= Description of the task =
Return only the line containing "Query: navy blue hoodie" and each line after it, exactly as written, through the end of the records.

Natural language region descriptions:
|---|

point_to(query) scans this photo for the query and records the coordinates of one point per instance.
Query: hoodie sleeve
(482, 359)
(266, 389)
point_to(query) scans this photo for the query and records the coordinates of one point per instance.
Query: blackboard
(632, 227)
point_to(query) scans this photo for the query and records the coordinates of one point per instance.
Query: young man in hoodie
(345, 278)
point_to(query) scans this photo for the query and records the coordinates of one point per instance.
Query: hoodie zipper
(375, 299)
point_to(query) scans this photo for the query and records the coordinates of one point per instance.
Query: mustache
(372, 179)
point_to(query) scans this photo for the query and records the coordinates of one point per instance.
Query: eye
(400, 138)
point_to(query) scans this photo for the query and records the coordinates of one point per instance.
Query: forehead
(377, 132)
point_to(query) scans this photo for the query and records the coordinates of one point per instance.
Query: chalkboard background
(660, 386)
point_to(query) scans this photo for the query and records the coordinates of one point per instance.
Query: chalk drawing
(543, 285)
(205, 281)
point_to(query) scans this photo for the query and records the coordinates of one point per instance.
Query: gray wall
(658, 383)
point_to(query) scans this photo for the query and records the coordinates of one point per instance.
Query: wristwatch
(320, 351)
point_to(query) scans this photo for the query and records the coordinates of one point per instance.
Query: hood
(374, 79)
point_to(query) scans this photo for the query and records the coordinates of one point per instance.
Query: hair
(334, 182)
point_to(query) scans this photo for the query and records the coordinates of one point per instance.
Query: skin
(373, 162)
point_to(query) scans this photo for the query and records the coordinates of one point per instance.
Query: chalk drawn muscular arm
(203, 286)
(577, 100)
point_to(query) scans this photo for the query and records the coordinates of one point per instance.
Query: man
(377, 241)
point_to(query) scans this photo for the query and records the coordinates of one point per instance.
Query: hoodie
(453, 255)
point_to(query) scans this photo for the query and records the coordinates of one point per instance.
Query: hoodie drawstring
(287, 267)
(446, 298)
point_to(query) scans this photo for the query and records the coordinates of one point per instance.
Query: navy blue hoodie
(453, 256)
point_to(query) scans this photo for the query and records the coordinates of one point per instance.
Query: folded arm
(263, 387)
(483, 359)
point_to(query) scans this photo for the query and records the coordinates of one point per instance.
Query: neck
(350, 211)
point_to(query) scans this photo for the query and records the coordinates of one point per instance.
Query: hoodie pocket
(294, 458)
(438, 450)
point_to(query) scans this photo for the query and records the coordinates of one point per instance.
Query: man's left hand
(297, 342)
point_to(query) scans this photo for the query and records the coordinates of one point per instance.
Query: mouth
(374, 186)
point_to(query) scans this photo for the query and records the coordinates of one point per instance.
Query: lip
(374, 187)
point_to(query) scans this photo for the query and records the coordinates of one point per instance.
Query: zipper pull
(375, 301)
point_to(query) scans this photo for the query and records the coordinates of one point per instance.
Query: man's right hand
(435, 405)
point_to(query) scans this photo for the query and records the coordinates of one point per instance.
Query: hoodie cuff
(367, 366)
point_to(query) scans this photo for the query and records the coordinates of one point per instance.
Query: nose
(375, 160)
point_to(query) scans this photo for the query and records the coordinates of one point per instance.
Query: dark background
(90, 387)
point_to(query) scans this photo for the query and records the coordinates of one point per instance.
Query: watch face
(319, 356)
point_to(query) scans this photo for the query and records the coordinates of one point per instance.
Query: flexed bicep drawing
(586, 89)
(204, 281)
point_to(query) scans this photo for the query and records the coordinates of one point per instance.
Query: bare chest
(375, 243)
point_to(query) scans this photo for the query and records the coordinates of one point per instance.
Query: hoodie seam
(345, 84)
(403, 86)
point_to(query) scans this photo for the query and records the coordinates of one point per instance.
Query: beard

|---|

= Answer box =
Query: navy blue hoodie
(453, 256)
point_to(query) scans this photo for the query and records the coordinates of one point per instance.
Query: folded arm
(263, 387)
(483, 359)
point_to(query) scans this photo for the query and records the coordinates of one point per instance.
Query: neck
(350, 211)
point_to(query) scans this photo for the query and records the coordinates of one point per instance.
Query: hoodie pocket
(294, 458)
(438, 450)
point_to(query) scans this photo for the query and records the coordinates of one point per instance.
Query: man's left hand
(297, 342)
point_to(query) scans this photo for the query and records the coordinates of one point per instance.
Query: mouth
(374, 186)
point_to(query) scans this photo for the query and records the coordinates of one point per instance.
Query: lip
(374, 187)
point_to(query) scans this photo for the query and records the coordinates of one point per instance.
Query: zipper pull
(375, 301)
point_to(query) scans this photo for the query and records the coordinates of one point per instance.
Query: man's right hand
(435, 405)
point_to(query) scans this photo for the query and records the coordinates of one point per instance.
Query: hoodie cuff
(367, 366)
point_to(query) scans this photo for the query and records the coordinates of one point per instance.
Query: nose
(375, 160)
point_to(query) scans this photo for the query and records the coordinates of one point per instance.
Query: dark background
(90, 387)
point_to(query) scans this photo for the query and records the coordinates of one point per instance.
Query: watch face
(319, 356)
point_to(query) scans this photo for the query and records the coordinates of one point per instance.
Query: flexed bicep drawing
(586, 89)
(204, 281)
point_to(query) scans this photo for the query and records the coordinates of one point per instance.
Query: bare chest
(375, 243)
point_to(query) scans this photo for the query and records the coordinates of one point per instance.
Query: hoodie seam
(345, 84)
(403, 86)
point_to(query) scans this photo for the query and records the coordinates of one point per instance.
Query: beard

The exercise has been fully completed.